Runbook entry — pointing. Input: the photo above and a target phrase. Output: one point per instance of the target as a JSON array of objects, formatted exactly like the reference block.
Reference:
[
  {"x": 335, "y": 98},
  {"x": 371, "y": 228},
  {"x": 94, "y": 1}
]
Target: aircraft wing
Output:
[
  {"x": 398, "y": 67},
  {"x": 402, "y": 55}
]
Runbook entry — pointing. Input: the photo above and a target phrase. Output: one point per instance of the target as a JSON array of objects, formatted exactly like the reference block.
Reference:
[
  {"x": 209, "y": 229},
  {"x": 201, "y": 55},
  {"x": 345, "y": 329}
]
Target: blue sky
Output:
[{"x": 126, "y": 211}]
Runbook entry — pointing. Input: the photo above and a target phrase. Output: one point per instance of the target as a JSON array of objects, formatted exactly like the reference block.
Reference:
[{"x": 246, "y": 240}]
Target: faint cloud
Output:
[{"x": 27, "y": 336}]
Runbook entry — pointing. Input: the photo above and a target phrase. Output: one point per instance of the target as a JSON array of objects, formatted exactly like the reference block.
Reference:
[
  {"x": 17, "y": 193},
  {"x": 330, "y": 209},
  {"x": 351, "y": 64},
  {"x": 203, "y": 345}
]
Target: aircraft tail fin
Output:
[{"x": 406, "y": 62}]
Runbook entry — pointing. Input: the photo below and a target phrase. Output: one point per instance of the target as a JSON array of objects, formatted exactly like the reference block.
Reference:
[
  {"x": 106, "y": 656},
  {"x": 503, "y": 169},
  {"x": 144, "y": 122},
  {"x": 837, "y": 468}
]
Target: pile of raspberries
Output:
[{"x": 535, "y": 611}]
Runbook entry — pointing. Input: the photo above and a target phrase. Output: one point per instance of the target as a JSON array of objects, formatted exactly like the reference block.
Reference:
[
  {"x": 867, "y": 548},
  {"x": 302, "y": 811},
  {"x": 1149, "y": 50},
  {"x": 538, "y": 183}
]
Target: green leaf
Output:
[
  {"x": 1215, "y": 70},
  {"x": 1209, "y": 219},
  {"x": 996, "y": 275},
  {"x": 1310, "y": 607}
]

◇ ◇ ◇ ◇ ◇ ◇ ◇

## YOUR TASK
All of the data needs to be printed once more, exactly.

## OUTPUT
Runbook entry — pointing. Input: the photo above and a target phrase. Output: one point per instance of the target as a JSON array of objects, formatted exactly like the reference block.
Reference:
[
  {"x": 335, "y": 98},
  {"x": 371, "y": 228},
  {"x": 94, "y": 1}
]
Target: aircraft wing
Output:
[
  {"x": 398, "y": 67},
  {"x": 402, "y": 55}
]
Runbook entry — pointing. Input: the photo above and a target phrase. Output: one point per instance of the target as a JSON array of objects, formatted exactly like the reference block.
Reference:
[
  {"x": 209, "y": 229},
  {"x": 201, "y": 55},
  {"x": 345, "y": 329}
]
Target: blue sky
Output:
[{"x": 126, "y": 211}]
Runbook entry — pointing. Input: the photo above and a target phrase. Output: one point per instance of the target as a JSON array of objects, formatted exactly like the reference block.
Reference:
[{"x": 246, "y": 240}]
Target: faint cloud
Output:
[{"x": 27, "y": 336}]
Runbook entry — pointing. Input: the photo above and a target phrase. Output: one point per instance of the target as a JSON array of objects, formatted exactly like the reference block.
Reference:
[
  {"x": 17, "y": 193},
  {"x": 330, "y": 209},
  {"x": 351, "y": 64},
  {"x": 203, "y": 345}
]
Target: aircraft tail fin
Output:
[{"x": 406, "y": 62}]
Runbook entry — pointing. Input: the photo below and a target phrase. Output: one point per instance of the target as a JSON array of objects, formatted exactly like the reference block.
Reference:
[
  {"x": 106, "y": 656},
  {"x": 503, "y": 169},
  {"x": 144, "y": 122},
  {"x": 837, "y": 468}
]
Target: pile of raspberries
Output:
[{"x": 535, "y": 611}]
Runbook entry — pointing. Input: the photo above and a target phrase. Output: one point per instance of the target as a JSON array of objects, formatted exactly like the reference block.
Reference:
[
  {"x": 867, "y": 548},
  {"x": 302, "y": 811},
  {"x": 1149, "y": 50},
  {"x": 538, "y": 183}
]
Target: green leaf
Output:
[
  {"x": 1215, "y": 70},
  {"x": 1209, "y": 219},
  {"x": 996, "y": 275},
  {"x": 1310, "y": 607}
]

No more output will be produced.